* **Text under study**
┌──

Young Alumni Artists in Residence

Ariel Herwitz ’06, Floryn Honnet ’13, Rainer Hunt ’13, and Georgia Lassner ’09 are the inaugural class of a new residency for young alumni artists that was established at Bennington this year. Funded by a grant from an anonymous donor made in honor of faculty members Barry Bartlett and Jon Isherwood, the program invites recent graduates in sculpture and ceramics to live and work on campus for two- to four-week stints. In “studios” in Usdan Gallery, these four artists have had a chance to dive into their practice mostly uninterrupted, and current students have had the opportunity to interact with them in a variety of ways. Says Jon Isherwood, one of the designers of the residency, “It’s a very exciting moment for us in the Visual Arts to be able to bring back alumni and have them develop new work in the gallery. The premise of the residency has been to encourage experimentation. Complimenting this, the VA faculty have invited our alumni guests to visit classes and meet with students one on one.”

The fruits of the artists’ labors will be on view at Usdan Gallery from November 29 through December 8. They spoke with Aruna D’Souza about their student experiences, their approach to art making, and their experience being back on campus.

Ariel Herwitz

Ariel Herwitz '06: How to Be an Artist

After graduating from Bennington in 2006, having studied ceramics, psychology, and dance, Ariel Herwitz ‘06 moved to Chicago with another recent graduate, Shira Sternberg '05, to work at a ceramics studio, trying to make ends meet on $800 a month and making as much work as she could while also teaching children's wheel throwing classes. Her next gig was an office job at Harvard’s Graduate School of Design, building her ceramics portfolio while taking art history classes on the side, and then after that she pursued an MFA at Cranbrook Academy of Art. It was only after her move to Los Angeles that her work shifted primarily in the direction of fiber arts—partly as a matter of practicality, since she no longer had the facilities like the ones offered by Bennington at her disposal, and partly because it allowed her to assume a kind of improvisational logic that she’d first developed in her dance classes. After showing in a number of group shows and developing her practice, she eventually quit her job as an artist’s assistant and began devoting herself full-time to her own studio work; her first solo exhibition at Ochi Projects took place this fall.

Ariel has spent a lot of time recounting this story to the students who wander past Usdan Gallery, which is serving as studio space for the four artists taking part in the Young Alumni Artists Residency this year. The exposed nature of their work site is by design—the idea of the residency was to offer graduated artists the chance to take some time to focus on their own work, but also a chance for students to learn from the artists in both formal (talks, studio crits) and informal (chance encounters in Usdan) ways.

Most of the students who have dropped by Ariel’s workspace have wanted to find out two things: first, how she makes her fibre works—wall-mounted felted pieces using fluffy bits of raw wool, stacked frames wrapped with wool string, and a monumental structure in the middle of the gallery draped with irregularly woven jute that puddles on the ground and has the presence of a mastodon—and second, how she’s managed, in the space of ten short years, to become a full-time practicing artist.

└──

* **Provided data**
┌──

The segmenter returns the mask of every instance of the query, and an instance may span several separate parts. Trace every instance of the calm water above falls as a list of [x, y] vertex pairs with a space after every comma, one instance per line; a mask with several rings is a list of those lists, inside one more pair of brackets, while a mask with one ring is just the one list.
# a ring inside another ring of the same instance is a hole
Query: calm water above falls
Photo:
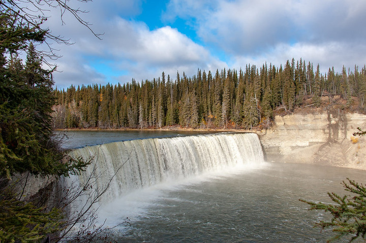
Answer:
[[[219, 137], [220, 143], [228, 139]], [[212, 137], [218, 140], [217, 135]], [[167, 145], [169, 139], [163, 140]], [[205, 142], [205, 137], [199, 139], [200, 144], [213, 143]], [[196, 140], [178, 142], [191, 146], [188, 141]], [[145, 144], [150, 148], [161, 142], [146, 141], [131, 145], [146, 149]], [[124, 146], [131, 147], [129, 143]], [[106, 152], [109, 147], [116, 150], [119, 144], [107, 145], [103, 153], [109, 153]], [[82, 149], [80, 152], [90, 150]], [[232, 151], [225, 153], [238, 159]], [[100, 218], [101, 221], [107, 219], [107, 224], [113, 226], [129, 218], [131, 226], [125, 224], [115, 229], [114, 239], [118, 242], [325, 242], [331, 232], [320, 233], [312, 226], [326, 215], [308, 211], [308, 205], [298, 199], [330, 201], [326, 192], [344, 194], [340, 183], [347, 177], [359, 182], [364, 180], [365, 172], [357, 170], [254, 162], [162, 180], [110, 197], [101, 205]]]
[[215, 131], [184, 130], [80, 130], [55, 131], [56, 135], [63, 137], [62, 146], [64, 149], [76, 149], [114, 142], [158, 137], [174, 137], [200, 134], [215, 133]]

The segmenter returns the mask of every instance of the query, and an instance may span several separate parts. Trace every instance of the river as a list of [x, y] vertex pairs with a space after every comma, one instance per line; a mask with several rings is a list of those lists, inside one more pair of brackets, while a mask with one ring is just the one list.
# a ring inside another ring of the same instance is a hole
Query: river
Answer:
[[[84, 132], [78, 131], [77, 135], [69, 133], [69, 136], [71, 140], [72, 137], [77, 137], [78, 140], [83, 137], [85, 144], [92, 145], [101, 143], [100, 141], [107, 143], [132, 138], [162, 137], [165, 135], [176, 138], [192, 135], [144, 131], [146, 133], [137, 132], [141, 135], [138, 136], [130, 131], [127, 134]], [[228, 143], [225, 142], [228, 139], [225, 135], [207, 136], [200, 137], [200, 141], [203, 141], [200, 144], [212, 147], [216, 146], [211, 144], [214, 140], [219, 141], [220, 144]], [[185, 144], [194, 144], [196, 136], [180, 140]], [[175, 143], [173, 140], [176, 138], [169, 139], [163, 140], [166, 144], [173, 145]], [[194, 142], [187, 142], [190, 140]], [[139, 143], [138, 146], [145, 148], [144, 141]], [[162, 143], [161, 138], [146, 141], [149, 144]], [[80, 141], [76, 144], [78, 145], [70, 146], [82, 147]], [[119, 144], [111, 146], [117, 148], [117, 145], [121, 146]], [[127, 144], [123, 144], [126, 146]], [[129, 147], [136, 148], [137, 144], [131, 144], [133, 146]], [[181, 147], [184, 144], [179, 144], [178, 147]], [[241, 145], [237, 151], [228, 151], [224, 155], [236, 158], [236, 154], [241, 153], [239, 150], [243, 147]], [[164, 151], [170, 149], [169, 146], [164, 148]], [[215, 150], [218, 150], [209, 149], [207, 152], [214, 153]], [[197, 150], [194, 153], [203, 152]], [[158, 155], [157, 157], [161, 156]], [[326, 219], [328, 215], [322, 212], [309, 211], [309, 206], [298, 199], [330, 202], [327, 192], [344, 194], [341, 182], [350, 178], [363, 183], [364, 171], [280, 162], [236, 163], [195, 172], [175, 180], [161, 179], [148, 186], [140, 185], [128, 193], [114, 194], [104, 200], [99, 217], [102, 221], [107, 220], [108, 226], [122, 223], [113, 232], [113, 239], [118, 242], [325, 242], [333, 235], [331, 232], [321, 232], [320, 229], [312, 226], [315, 222]], [[140, 166], [138, 168], [141, 169]], [[140, 171], [139, 175], [141, 178], [145, 174]], [[124, 223], [126, 221], [128, 223]]]

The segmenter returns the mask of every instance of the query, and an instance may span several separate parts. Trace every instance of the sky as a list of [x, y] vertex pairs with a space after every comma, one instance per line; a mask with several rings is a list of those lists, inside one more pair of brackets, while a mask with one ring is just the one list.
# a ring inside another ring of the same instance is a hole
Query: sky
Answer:
[[[55, 87], [173, 80], [199, 68], [277, 67], [302, 58], [326, 74], [366, 63], [366, 1], [360, 0], [73, 0], [99, 40], [72, 16], [52, 11], [58, 45]], [[52, 61], [51, 61], [52, 62]]]

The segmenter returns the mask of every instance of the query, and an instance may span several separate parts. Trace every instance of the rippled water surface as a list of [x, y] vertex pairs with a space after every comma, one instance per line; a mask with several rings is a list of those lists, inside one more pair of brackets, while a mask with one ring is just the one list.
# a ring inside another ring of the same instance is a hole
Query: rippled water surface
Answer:
[[[65, 148], [172, 137], [193, 132], [72, 132]], [[365, 183], [364, 171], [271, 162], [166, 181], [105, 202], [99, 220], [117, 242], [322, 242], [333, 235], [313, 226], [329, 217], [299, 199], [330, 202], [347, 193], [347, 178]], [[128, 219], [127, 219], [128, 218]], [[128, 223], [125, 223], [127, 221]], [[348, 242], [346, 239], [336, 242]]]
[[344, 194], [347, 177], [362, 182], [364, 171], [270, 163], [142, 191], [107, 205], [104, 216], [129, 217], [115, 233], [121, 242], [325, 242], [331, 232], [312, 226], [327, 215], [298, 199], [330, 202], [327, 192]]

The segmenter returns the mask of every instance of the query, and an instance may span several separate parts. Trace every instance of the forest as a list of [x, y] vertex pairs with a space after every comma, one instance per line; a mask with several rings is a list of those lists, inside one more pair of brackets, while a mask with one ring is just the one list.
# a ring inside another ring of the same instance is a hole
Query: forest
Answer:
[[[318, 64], [301, 59], [287, 60], [284, 66], [264, 63], [258, 68], [200, 69], [187, 77], [176, 77], [123, 85], [71, 86], [53, 91], [56, 103], [51, 114], [55, 128], [252, 129], [270, 126], [277, 114], [298, 107], [319, 107], [324, 97], [337, 96], [345, 101], [340, 108], [363, 112], [366, 67], [355, 66], [341, 73], [329, 68], [322, 74]], [[322, 99], [323, 98], [323, 99]], [[305, 104], [306, 101], [310, 101]], [[354, 109], [354, 108], [352, 108]]]

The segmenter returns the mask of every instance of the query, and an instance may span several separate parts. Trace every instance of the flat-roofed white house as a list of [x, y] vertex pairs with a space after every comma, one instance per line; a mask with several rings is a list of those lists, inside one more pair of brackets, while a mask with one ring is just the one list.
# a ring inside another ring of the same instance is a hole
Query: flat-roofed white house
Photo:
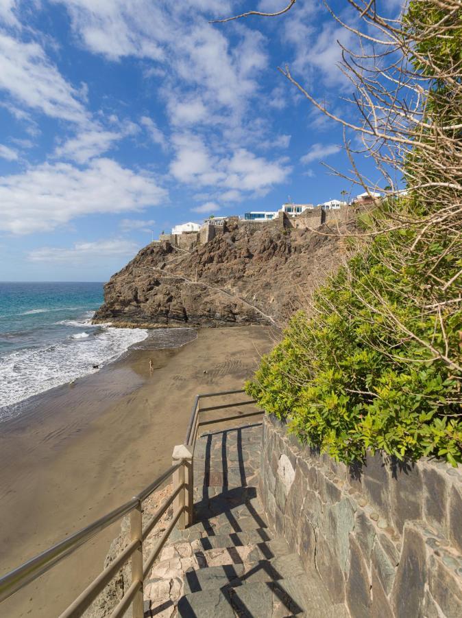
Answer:
[[191, 231], [200, 231], [201, 227], [198, 223], [193, 223], [189, 221], [188, 223], [182, 223], [180, 225], [175, 225], [172, 227], [172, 234], [184, 234]]
[[361, 193], [359, 195], [357, 195], [353, 200], [353, 201], [360, 202], [365, 204], [369, 202], [374, 202], [376, 200], [378, 200], [381, 197], [382, 194], [380, 193], [374, 193], [373, 191], [367, 193], [367, 192], [366, 191], [365, 193]]
[[223, 225], [228, 219], [229, 217], [207, 217], [204, 222], [208, 225]]
[[305, 210], [313, 210], [315, 207], [314, 204], [282, 204], [280, 210], [287, 214], [295, 216], [295, 215], [302, 214]]
[[252, 210], [244, 214], [245, 221], [271, 221], [276, 219], [280, 212], [285, 212], [291, 217], [302, 214], [305, 210], [312, 210], [314, 204], [282, 204], [279, 210]]
[[326, 210], [337, 210], [341, 208], [341, 205], [345, 203], [345, 202], [341, 202], [340, 200], [328, 200], [321, 204], [321, 207]]
[[252, 212], [244, 213], [245, 221], [271, 221], [278, 216], [278, 211], [269, 211], [267, 210], [253, 210]]

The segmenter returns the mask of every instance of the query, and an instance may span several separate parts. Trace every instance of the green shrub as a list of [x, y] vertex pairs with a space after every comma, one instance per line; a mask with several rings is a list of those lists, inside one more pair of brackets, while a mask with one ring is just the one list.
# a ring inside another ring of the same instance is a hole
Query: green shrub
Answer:
[[462, 259], [440, 243], [391, 266], [415, 234], [379, 236], [350, 260], [318, 290], [312, 317], [293, 317], [246, 385], [301, 441], [345, 462], [367, 448], [462, 461], [462, 376], [448, 360], [461, 358], [462, 312], [452, 310], [442, 331], [422, 310], [435, 300], [428, 261], [437, 256], [435, 274], [449, 280]]

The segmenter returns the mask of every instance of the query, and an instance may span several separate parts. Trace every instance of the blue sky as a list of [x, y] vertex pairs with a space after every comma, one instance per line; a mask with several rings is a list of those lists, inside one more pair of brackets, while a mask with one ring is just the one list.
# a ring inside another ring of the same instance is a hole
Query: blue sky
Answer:
[[352, 35], [317, 0], [208, 23], [284, 5], [0, 0], [0, 280], [106, 281], [178, 223], [361, 192], [321, 164], [348, 168], [341, 130], [277, 70], [341, 110]]

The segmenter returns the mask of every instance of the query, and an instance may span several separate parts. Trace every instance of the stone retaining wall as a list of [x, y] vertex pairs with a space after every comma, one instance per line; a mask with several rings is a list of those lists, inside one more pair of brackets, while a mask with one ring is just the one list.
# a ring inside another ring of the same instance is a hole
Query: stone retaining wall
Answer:
[[462, 617], [462, 471], [376, 454], [348, 467], [267, 417], [259, 495], [270, 524], [352, 618]]

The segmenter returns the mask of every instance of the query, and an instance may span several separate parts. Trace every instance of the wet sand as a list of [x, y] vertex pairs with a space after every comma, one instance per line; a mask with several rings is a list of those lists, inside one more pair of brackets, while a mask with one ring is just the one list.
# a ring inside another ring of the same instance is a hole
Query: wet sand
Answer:
[[[0, 424], [0, 573], [151, 482], [182, 443], [194, 396], [242, 387], [271, 347], [266, 327], [200, 330], [180, 348], [132, 350]], [[118, 531], [113, 525], [16, 593], [0, 615], [59, 615], [101, 571]]]

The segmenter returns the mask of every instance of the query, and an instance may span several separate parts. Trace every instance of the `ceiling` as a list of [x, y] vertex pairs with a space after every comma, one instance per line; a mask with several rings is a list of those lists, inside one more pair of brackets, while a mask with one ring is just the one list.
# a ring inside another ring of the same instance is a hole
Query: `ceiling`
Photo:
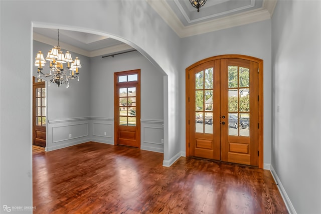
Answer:
[[[189, 0], [145, 0], [181, 38], [271, 18], [277, 0], [207, 0], [200, 12]], [[33, 39], [57, 46], [57, 29], [34, 28]], [[60, 46], [89, 57], [132, 50], [107, 37], [59, 30]]]

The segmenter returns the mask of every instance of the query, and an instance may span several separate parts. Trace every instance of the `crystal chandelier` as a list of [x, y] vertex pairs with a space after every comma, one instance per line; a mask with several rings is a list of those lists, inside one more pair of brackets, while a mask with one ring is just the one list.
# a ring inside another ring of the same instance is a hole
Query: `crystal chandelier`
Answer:
[[[58, 32], [58, 45], [54, 46], [54, 48], [48, 52], [46, 57], [46, 60], [50, 62], [49, 66], [50, 68], [49, 73], [44, 74], [42, 72], [46, 62], [44, 58], [44, 55], [41, 51], [39, 51], [36, 56], [35, 61], [35, 66], [38, 67], [38, 77], [45, 77], [50, 78], [48, 85], [50, 85], [50, 83], [56, 83], [57, 87], [59, 88], [60, 85], [66, 84], [66, 88], [69, 87], [69, 82], [68, 80], [73, 80], [77, 77], [78, 81], [79, 81], [78, 74], [78, 68], [81, 68], [80, 61], [78, 57], [76, 57], [75, 60], [73, 60], [71, 58], [71, 54], [69, 51], [67, 51], [65, 55], [61, 51], [61, 48], [59, 46], [59, 29]], [[67, 76], [66, 72], [68, 71], [63, 68], [63, 64], [67, 63], [67, 68], [69, 70], [69, 75]]]
[[204, 5], [206, 0], [190, 0], [190, 2], [193, 7], [197, 9], [197, 12], [199, 12], [200, 8]]

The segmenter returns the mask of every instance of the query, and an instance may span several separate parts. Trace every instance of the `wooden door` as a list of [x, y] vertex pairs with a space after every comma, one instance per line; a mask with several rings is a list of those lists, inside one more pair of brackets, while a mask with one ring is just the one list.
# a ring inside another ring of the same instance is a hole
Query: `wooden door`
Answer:
[[115, 73], [115, 144], [140, 147], [140, 70]]
[[187, 69], [187, 154], [258, 166], [263, 147], [260, 61], [225, 56]]
[[221, 66], [221, 159], [257, 166], [258, 64], [228, 59]]
[[190, 155], [220, 160], [219, 61], [196, 66], [189, 76]]
[[46, 86], [44, 81], [33, 78], [33, 144], [46, 147]]

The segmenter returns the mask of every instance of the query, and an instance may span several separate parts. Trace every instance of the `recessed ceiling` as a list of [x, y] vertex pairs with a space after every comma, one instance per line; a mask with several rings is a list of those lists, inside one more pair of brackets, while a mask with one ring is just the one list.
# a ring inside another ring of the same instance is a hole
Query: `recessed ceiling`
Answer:
[[[270, 19], [277, 0], [207, 0], [197, 12], [189, 0], [145, 0], [181, 38]], [[57, 29], [34, 28], [33, 39], [58, 45]], [[89, 57], [132, 50], [110, 38], [59, 30], [63, 49]]]
[[189, 0], [167, 1], [184, 26], [262, 7], [263, 0], [208, 0], [200, 12]]

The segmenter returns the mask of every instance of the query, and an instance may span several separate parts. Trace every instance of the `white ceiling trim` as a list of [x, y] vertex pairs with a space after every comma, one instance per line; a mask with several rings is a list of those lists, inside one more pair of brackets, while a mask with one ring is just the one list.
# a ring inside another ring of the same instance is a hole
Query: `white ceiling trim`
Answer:
[[[38, 42], [45, 43], [48, 45], [56, 46], [58, 45], [58, 41], [49, 37], [43, 36], [41, 34], [34, 33], [33, 34], [33, 39]], [[126, 44], [121, 44], [115, 46], [103, 48], [92, 51], [88, 51], [79, 48], [72, 45], [69, 45], [67, 43], [60, 42], [59, 45], [60, 48], [63, 49], [67, 50], [72, 52], [81, 54], [88, 57], [94, 57], [98, 56], [103, 55], [105, 54], [109, 54], [119, 52], [120, 51], [127, 51], [130, 49], [133, 49], [133, 48]], [[49, 51], [49, 50], [48, 50]], [[46, 53], [45, 53], [46, 54]]]
[[94, 57], [98, 56], [113, 54], [121, 51], [128, 51], [130, 49], [134, 50], [134, 48], [126, 44], [123, 43], [91, 51], [89, 54], [89, 57]]
[[194, 23], [197, 22], [207, 20], [208, 19], [214, 18], [215, 17], [219, 17], [220, 16], [223, 16], [231, 13], [241, 11], [243, 10], [247, 9], [248, 8], [253, 8], [253, 7], [254, 7], [255, 4], [255, 2], [254, 0], [251, 0], [251, 4], [248, 6], [242, 7], [241, 8], [238, 8], [235, 9], [230, 10], [229, 11], [224, 11], [224, 12], [213, 14], [213, 15], [208, 16], [207, 17], [202, 17], [199, 19], [196, 19], [195, 20], [191, 20], [189, 16], [187, 15], [187, 14], [186, 14], [186, 12], [182, 7], [182, 5], [181, 5], [181, 4], [179, 3], [178, 0], [174, 0], [174, 3], [175, 3], [178, 8], [180, 10], [180, 11], [181, 12], [181, 13], [182, 13], [182, 14], [183, 15], [183, 17], [184, 17], [184, 18], [185, 18], [185, 20], [186, 20], [186, 22], [187, 22], [187, 23], [189, 24]]
[[166, 1], [146, 1], [179, 37], [184, 38], [268, 20], [277, 0], [265, 0], [262, 8], [186, 27]]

└──

* **The task**
In the article on the alumni residency, why did Ariel Herwitz's work shift mainly toward fiber arts after she moved to Los Angeles? Answer in one to three sentences.

* **Solution for this exercise**
It was partly practical, since she no longer had facilities like those Bennington had offered her. Fiber arts also let her take on an improvisational logic that she had first developed in her dance classes.